Extracted data entries
· · · · ·

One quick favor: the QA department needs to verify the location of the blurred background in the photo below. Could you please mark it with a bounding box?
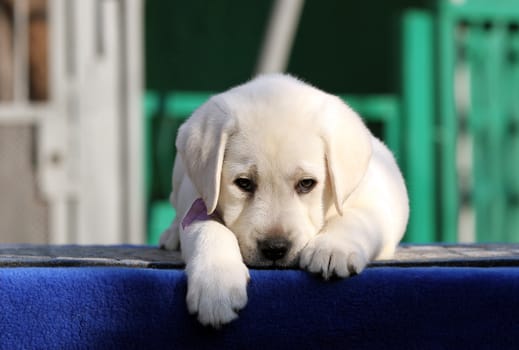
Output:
[0,0,519,244]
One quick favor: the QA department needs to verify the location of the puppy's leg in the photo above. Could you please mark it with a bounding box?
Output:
[180,220,249,327]
[300,210,383,279]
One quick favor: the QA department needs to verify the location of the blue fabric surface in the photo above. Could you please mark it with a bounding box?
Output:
[0,267,519,349]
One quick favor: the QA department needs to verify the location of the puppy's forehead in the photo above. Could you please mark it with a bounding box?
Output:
[225,125,324,176]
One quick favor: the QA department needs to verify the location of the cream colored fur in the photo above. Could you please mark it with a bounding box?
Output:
[161,74,409,327]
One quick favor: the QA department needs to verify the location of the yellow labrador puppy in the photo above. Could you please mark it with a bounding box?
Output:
[160,74,409,327]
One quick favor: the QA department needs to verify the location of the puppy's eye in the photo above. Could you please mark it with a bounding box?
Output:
[234,177,256,193]
[296,179,317,194]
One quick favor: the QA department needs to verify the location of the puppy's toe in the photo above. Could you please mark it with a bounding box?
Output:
[300,234,368,279]
[186,262,249,328]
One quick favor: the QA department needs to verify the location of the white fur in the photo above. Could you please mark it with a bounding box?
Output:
[161,74,409,327]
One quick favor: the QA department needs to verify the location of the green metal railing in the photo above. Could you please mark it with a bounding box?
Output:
[145,0,519,243]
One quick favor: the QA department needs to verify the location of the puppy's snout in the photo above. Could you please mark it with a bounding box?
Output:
[258,237,292,261]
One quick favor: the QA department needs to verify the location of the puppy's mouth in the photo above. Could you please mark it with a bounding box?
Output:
[245,256,299,269]
[244,239,300,269]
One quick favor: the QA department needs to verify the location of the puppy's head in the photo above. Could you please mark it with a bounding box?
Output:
[177,75,371,266]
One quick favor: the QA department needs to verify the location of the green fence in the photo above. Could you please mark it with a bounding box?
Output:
[145,0,519,243]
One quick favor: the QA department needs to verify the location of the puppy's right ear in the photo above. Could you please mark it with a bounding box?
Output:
[176,96,235,214]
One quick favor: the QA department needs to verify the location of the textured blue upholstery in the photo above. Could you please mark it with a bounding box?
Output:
[0,260,519,350]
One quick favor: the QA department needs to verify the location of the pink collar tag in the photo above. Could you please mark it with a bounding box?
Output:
[182,198,215,230]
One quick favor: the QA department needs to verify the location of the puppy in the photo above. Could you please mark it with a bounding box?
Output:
[160,74,409,327]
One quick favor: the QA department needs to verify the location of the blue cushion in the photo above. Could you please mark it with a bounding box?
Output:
[0,247,519,350]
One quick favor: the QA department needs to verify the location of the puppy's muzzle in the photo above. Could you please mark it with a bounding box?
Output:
[258,237,292,262]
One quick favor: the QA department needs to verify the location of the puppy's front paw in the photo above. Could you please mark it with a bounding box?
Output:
[300,233,368,279]
[186,261,250,328]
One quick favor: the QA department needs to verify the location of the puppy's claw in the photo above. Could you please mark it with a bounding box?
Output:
[300,234,368,280]
[186,263,250,328]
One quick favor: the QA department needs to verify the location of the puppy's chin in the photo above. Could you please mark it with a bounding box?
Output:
[243,252,299,269]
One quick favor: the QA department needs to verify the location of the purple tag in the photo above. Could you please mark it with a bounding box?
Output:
[182,198,212,230]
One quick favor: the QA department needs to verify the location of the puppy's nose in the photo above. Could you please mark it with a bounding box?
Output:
[258,237,292,261]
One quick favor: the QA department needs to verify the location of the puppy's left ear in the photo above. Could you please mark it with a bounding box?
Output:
[176,95,235,214]
[319,95,373,215]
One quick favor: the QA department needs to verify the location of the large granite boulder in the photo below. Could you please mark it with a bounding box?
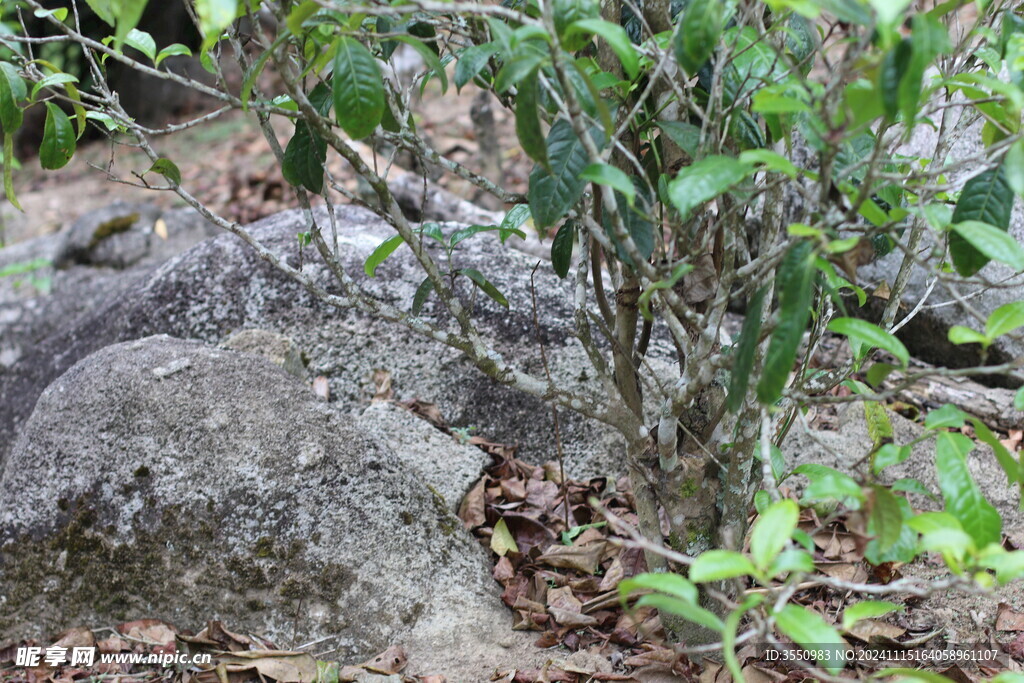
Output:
[0,337,536,680]
[0,206,638,474]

· · · · ·

THE TASK:
Echo every one of the lines above verbatim, with the pictures left out.

WRITTEN SOLUTION:
One quick favor: the QA department needs to verify the location of the blurred background in the photo below. Could you please mark it with a bounding box?
Output:
[0,0,519,244]
One quick favor: the QA department needs to verify the location of the puppy's leg in the photo above. Could you please mark it with a bounding box?
Output:
[180,220,249,327]
[300,210,383,279]
One quick favor: the QA department needs to verify the location of the blue fabric surface in the photo above. Could you please mark it with a bounding box?
Output:
[0,267,519,349]
One quick favor: the QA department needs to verify the location of the puppy's forehead in the photo above. Could you please mark it with a bounding box?
Output:
[225,125,324,176]
One quick favor: the QA department needs to verify the location of the cream colored fur in the photo above. Could you please mark it with a bounding box?
Output:
[161,74,409,327]
One quick favor: the QA department needs to verify the location of the yellow labrador puppy in the photo above. Could you please mark it with a bounding box?
Output:
[160,74,409,327]
One quick favor: the QA department needs to verify the location of the puppy's eye in the photo above. Could you please mark it with a bounding box?
Output:
[234,177,256,193]
[296,179,317,194]
One quick favor: the QA department needs to verify the location of the puppy's toe in the photo above. Could you please mark it with a bounding box?
Output:
[300,234,368,279]
[186,262,249,328]
One quick favor: the QA department needs to verify the location of the white fur in the photo above. Could you please mark it with a bounding box?
Output:
[161,74,409,327]
One quick favor: the QA department needs to verify the location of the green metal railing in the photo above. Could you please mark it with a bounding box?
Output:
[145,0,519,243]
One quick favor: the QA department needs to verify the location of the puppy's snout in the photo above. Could you please mark it with a bounding box?
Output:
[258,237,292,261]
One quick favor: the QA department needs to verify the location of the puppy's mouth in the photo above. Could you please mark it with a bounding box?
Output:
[245,256,299,269]
[244,239,300,269]
One quick favor: the QA department needs to verify the location of the puppy's head in the photo above. Could you please mark it with a bounding box?
Output:
[177,75,371,266]
One quick favor: the QA department needs to verify the location of the green fence in the photo above. Could you please mark it with a bounding box?
Output:
[145,0,519,243]
One quick favor: the QA department needs to verify the location of the puppy's right ear in the photo above. Could you please mark it with a bounding box?
Output:
[176,96,235,214]
One quick favor: the QA department needs to verify the location of the textured blue upholstery in the photo above. Could you please mark it with a bounding box?
Output:
[0,260,519,350]
One quick favor: the QA department needs to verify the location of the pink collar tag in the photo above. Could you please mark it with a bounding box?
Output:
[182,198,215,230]
One quick favor: the QA department needs to verify the location of the puppy in the photo above. Could you please mark it with a bounding box?
Output:
[160,74,409,327]
One quick favor: the QA department needs to verify the location of the blue cushion in the photo above. Could you please mark it with a bounding box?
Output:
[0,247,519,350]
One quick favor: the QA department needs to verify the location of the puppy's muzzle in the photo above. Could you please mark it with a bounding box?
Output:
[258,237,292,262]
One quick favor: the QA department needs to verify the location of the puppy's front paw in the photo above. Could you please mark it with a bounding box?
Output:
[300,233,368,279]
[186,261,250,328]
One quick favor: the QA department needs to verify the location of the puppy's claw in the photo above. Could you please mark it with a bounding box?
Output:
[300,234,368,280]
[186,263,250,328]
One quick favor: the QA department needs to verify the location of the puppy's chin in the photo above. Could you please mark it with a bounding box?
Output:
[243,252,299,269]
One quick favor: the QA department needs to verify the location of the purple tag in the photo above. Could you please mark it with a bounding box?
Output:
[182,198,212,230]
One quick favor: the QA department needs to verify the location of the puppy's nose in the photo above. Could you please mark it with a bounding box?
Output:
[258,237,292,261]
One quick favor: the QA department needs to verify the location of the puppy's left ear in the photo above. Could you please mark it with a bounding box?
Output:
[176,95,235,214]
[319,95,373,215]
One quick favor: the QA department needs to verify the location of the large granite boulder in the photo below. Could you please mark it with a bounding box?
Output:
[0,337,536,680]
[0,206,638,474]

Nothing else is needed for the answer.